What is being asked:
Print the data exactly as written, but leave out each picture.

--- Input ---

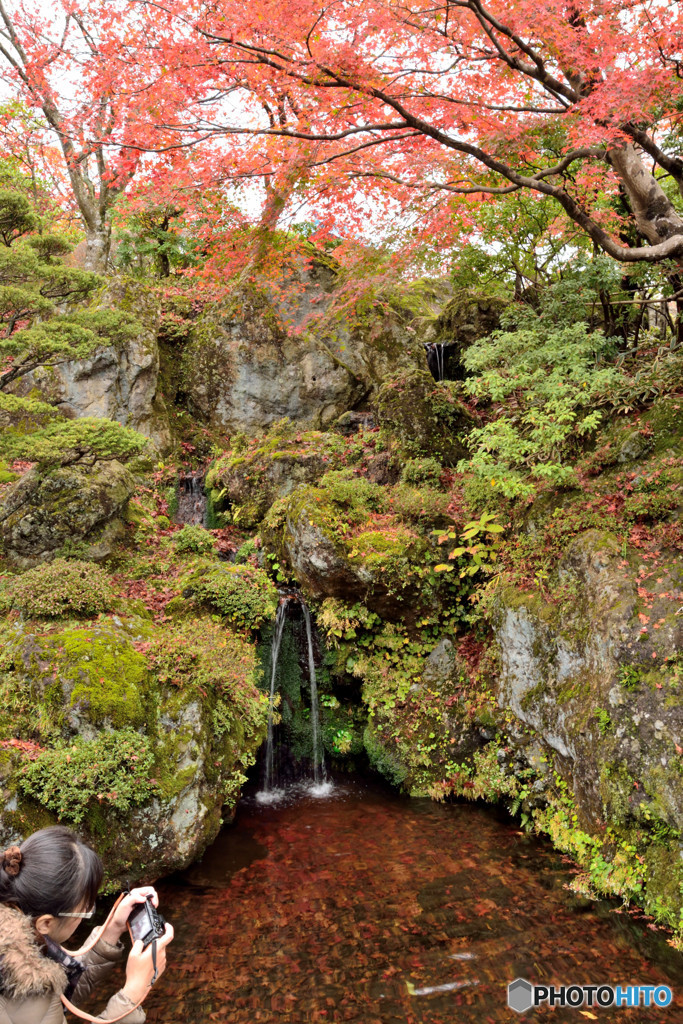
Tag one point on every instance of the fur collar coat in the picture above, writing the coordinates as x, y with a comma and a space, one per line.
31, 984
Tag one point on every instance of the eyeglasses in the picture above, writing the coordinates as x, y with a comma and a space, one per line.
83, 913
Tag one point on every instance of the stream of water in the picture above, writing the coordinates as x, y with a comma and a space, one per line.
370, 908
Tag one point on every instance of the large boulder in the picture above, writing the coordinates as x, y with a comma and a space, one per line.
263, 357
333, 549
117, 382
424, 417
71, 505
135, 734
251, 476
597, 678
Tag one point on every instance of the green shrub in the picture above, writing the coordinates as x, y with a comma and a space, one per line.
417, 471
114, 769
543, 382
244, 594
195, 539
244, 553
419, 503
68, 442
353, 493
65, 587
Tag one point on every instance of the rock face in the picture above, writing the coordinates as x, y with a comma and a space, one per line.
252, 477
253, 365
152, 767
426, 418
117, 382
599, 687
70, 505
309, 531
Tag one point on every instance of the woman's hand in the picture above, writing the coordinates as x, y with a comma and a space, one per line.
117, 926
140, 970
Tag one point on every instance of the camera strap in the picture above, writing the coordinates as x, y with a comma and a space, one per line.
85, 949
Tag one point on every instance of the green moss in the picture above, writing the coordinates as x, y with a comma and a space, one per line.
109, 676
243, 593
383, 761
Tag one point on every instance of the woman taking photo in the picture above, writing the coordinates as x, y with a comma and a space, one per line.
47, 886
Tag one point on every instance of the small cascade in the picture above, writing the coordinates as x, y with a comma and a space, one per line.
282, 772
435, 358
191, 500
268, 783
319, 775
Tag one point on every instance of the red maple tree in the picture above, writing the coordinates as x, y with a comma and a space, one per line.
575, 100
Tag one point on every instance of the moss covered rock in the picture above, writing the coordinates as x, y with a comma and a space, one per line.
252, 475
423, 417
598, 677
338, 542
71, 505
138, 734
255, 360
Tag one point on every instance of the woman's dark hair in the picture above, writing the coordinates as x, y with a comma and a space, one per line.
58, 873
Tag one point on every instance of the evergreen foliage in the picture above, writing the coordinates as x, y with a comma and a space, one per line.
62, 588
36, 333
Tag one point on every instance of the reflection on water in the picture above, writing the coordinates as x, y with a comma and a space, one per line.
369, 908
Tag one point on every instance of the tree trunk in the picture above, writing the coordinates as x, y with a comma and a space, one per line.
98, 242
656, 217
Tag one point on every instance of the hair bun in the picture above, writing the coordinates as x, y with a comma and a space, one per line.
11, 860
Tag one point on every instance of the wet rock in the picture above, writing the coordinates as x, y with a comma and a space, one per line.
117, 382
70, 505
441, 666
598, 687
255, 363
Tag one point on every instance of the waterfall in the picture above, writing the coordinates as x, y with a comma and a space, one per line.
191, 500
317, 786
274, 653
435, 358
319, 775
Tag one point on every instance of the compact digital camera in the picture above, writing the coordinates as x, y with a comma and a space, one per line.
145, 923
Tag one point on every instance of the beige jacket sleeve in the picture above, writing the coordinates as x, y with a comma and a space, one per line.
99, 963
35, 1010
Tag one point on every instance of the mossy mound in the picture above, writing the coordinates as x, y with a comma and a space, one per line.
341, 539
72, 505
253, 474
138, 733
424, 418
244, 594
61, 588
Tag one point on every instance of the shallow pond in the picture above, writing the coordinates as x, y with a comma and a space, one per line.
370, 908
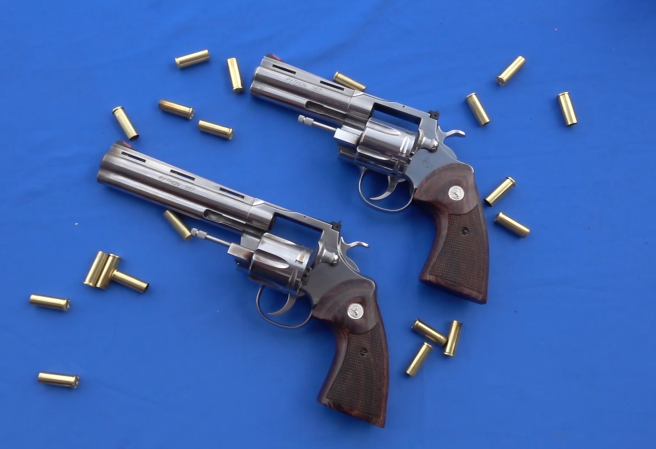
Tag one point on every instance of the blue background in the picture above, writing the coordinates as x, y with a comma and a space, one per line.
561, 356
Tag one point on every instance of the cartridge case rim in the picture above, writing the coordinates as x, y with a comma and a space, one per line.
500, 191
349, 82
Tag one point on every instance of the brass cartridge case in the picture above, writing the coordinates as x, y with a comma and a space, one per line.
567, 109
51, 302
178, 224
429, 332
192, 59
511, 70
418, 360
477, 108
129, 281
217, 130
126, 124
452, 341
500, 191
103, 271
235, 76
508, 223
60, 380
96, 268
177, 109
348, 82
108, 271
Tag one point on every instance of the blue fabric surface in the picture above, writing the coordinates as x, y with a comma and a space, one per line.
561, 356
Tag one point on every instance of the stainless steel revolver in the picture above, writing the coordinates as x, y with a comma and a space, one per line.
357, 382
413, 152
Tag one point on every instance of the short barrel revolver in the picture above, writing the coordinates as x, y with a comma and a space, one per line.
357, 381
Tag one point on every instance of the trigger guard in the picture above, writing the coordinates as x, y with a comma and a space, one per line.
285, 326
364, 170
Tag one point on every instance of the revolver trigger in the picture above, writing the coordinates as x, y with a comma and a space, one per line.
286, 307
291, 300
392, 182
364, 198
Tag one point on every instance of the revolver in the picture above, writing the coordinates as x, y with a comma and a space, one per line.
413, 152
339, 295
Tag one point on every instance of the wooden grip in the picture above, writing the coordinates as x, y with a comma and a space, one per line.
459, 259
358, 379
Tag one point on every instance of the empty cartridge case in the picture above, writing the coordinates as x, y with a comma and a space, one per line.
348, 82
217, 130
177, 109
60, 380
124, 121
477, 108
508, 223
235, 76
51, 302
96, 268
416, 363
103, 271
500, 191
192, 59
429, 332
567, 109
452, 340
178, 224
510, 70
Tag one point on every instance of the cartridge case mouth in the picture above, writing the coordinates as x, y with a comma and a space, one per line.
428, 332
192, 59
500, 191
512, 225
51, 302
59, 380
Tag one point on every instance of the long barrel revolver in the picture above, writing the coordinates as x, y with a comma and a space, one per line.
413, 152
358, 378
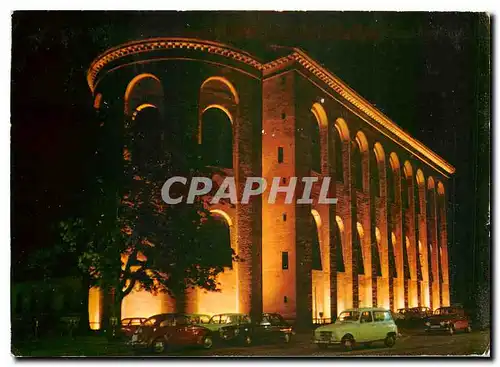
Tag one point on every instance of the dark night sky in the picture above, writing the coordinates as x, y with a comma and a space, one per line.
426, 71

---

Response for this exercise:
Tag one point on every instance of the fur collar coat in the picture above, writing the coordinates as x, y with a comma and a space, one per line.
31, 984
Tag one point on every instance of the eyeglasses in the picture above, writing the coordinates as x, y with a comma and a space, one per line.
83, 913
Tag one point on every instance of the stream of water in the picture above, writing the coordinates as x, y with a comma and a space, one per line.
370, 908
Tag one point on every instance of the large boulder in the picture above, writing the coordinates as x, y with a comma and a space, one per line.
263, 357
333, 549
117, 382
424, 417
71, 505
135, 734
251, 476
597, 678
Tag one point on every instance of the green shrub in the picture above, writing the coordinates as x, y with a comma and a space, one per line.
417, 471
114, 769
543, 382
244, 594
195, 539
244, 553
419, 503
68, 442
353, 493
65, 587
Tag one point on every instance of the rock face in the picture above, writing the coordinates as x, y with a comma and a space, one per line.
252, 477
253, 365
152, 767
426, 418
117, 382
599, 687
70, 505
309, 531
Tag one point on every instance of the woman's hand in the picture above, writing the coordinates as x, y with a comma and a space, one per line.
117, 926
140, 970
Tag one point on every instance of the camera strap in the picture above, writing the coordinates as x, y with a comma and a space, one per line.
85, 949
Tag one point on every instance of the green moss in the picture above, writing the coordinates as x, y with a comma and a space, one per line.
109, 676
243, 593
383, 761
Tag one point on every instance of the woman taking photo in the picture above, writing the coordinates as x, y with a comma and a space, one per line.
47, 886
Tag one point on every instance of the small cascade in the picture above, writing the coordinates as x, y with a comma and a space, one per line.
282, 772
435, 358
191, 500
268, 783
319, 775
Tag one point on every instance of the red maple tree in the picture above, writing the coordinates as x, y with a comma and a space, one per line.
575, 100
Tag one point on every instance of the moss covered rock in the picture above, writing the coordinates as x, y with a comma and a space, one per line.
252, 475
423, 417
598, 677
338, 542
71, 505
138, 734
255, 360
Tag one point on every instance of the woman's dark hair in the picture above, writing the coordinates as x, y with a comma and a space, one per line.
58, 873
Tag one point on every instance of the evergreen foliage in the picture above, writing the coordinates as x, y with a comma and a space, one per line.
62, 588
36, 333
Tag one point on every instance of the reflection on water in the picture above, writing the coordinates as x, y with a comma and a space, one per line.
369, 908
Tag one point on every instance of the tree trunk in the picture above, writing the coordinates as x, y with a comma and a space, one per line.
98, 242
656, 217
Tag one point on every instance of the hair bun in the picture above, writing the coordinates as x, y with a comma and a space, one per line.
11, 860
Tag one point on every instance of the wet rock in the picture above, writing the coordinates as x, y with a comma and a space, one per line.
117, 382
70, 505
441, 666
598, 687
255, 363
Tag one point on every instance of the waterfall in the picture above, writing the coordinates as x, y with a comma and a space, one per line.
191, 500
317, 786
274, 653
435, 358
319, 775
Tag one point on every instance of the compact digital camera in the picture above, writing the coordinates as x, y with a comma and a space, one per line.
145, 923
Tag one point on every instance of the beige jacket sleeve in the picture above, writing the coordinates as x, y with a comma and a space, one per line.
99, 963
35, 1010
Tag one point on every instance of the mossy mound in the picture above, writing the coordinates as x, y with a comma and a space, one per line.
341, 539
72, 505
253, 474
138, 733
424, 418
244, 594
61, 588
Tag one point on every instance of the shallow pond in the picture above, writing the coordinates as x, y with a comma and a space, one per line.
370, 908
Tag one point on every instance of the blue background in the picture above, writing the coordinates as x, y with a comma and a space, one per line.
561, 356
Tag one point on every instance of the cartridge case rim in the picture above, writing the coordinates as x, y with a comma and a space, one per line.
500, 191
349, 82
Tag one point on every instance of the brass cartridge case in the picture above, writing the coordinates as x, y with a comma and a space, one per line.
567, 109
51, 302
178, 224
429, 332
192, 59
511, 70
418, 360
477, 108
129, 281
217, 130
126, 124
452, 341
500, 191
103, 271
235, 76
508, 223
60, 380
96, 268
177, 109
348, 82
108, 271
Tag one point on every instance of the blue fabric surface in the picture above, writing the coordinates as x, y with a comma and a space, one per line.
561, 356
Tag one point on every instance of the stainless steel revolver in the picture above, writing the coordinates as x, y with a comma and a space, one per line.
357, 382
413, 152
Tag one point on every instance of the short barrel revolver in the picture above, writing the coordinates as x, y with a comma and a space, one per line.
357, 381
Tag one point on every instance of the trigger guard in the picture above, writing the coordinates as x, y with a comma and a space, one per line.
285, 326
364, 170
Tag one point on every instance of the revolver trigger in the picture above, writing the coordinates as x, y with a comma and a space, one per line.
286, 307
291, 300
392, 182
364, 198
Tag one point on every instance of the revolver in the picture above, writing the coordinates as x, y with a comma and a space, one per line.
413, 152
339, 295
Tag one point on every instance of the wooden grip in the picture above, writing the coordinates as x, y with a comma and a space, one per line.
459, 259
358, 379
Tag one point on every instance of the empty cartridge case in the picture above, writing the coordinates as x, y with a comma and a space, one per line.
348, 82
217, 130
177, 109
60, 380
124, 121
477, 108
508, 223
235, 76
51, 302
96, 268
416, 363
103, 271
500, 191
192, 59
429, 332
567, 109
452, 340
178, 224
510, 70
Tag one point on every instance of the cartridge case mouth in the picture above, writing the coordinates as x, y with a comma and a space, one per line.
428, 332
192, 59
500, 191
512, 225
51, 302
59, 380
Tag one point on every instance of the long barrel revolver in the picture above, writing the coordinates as x, y with a comma and a space, one per line.
413, 152
358, 378
Tag one point on every instance of the dark night sky in the picture above, writing the coordinates as x, y with a comma and a space, one per line.
426, 71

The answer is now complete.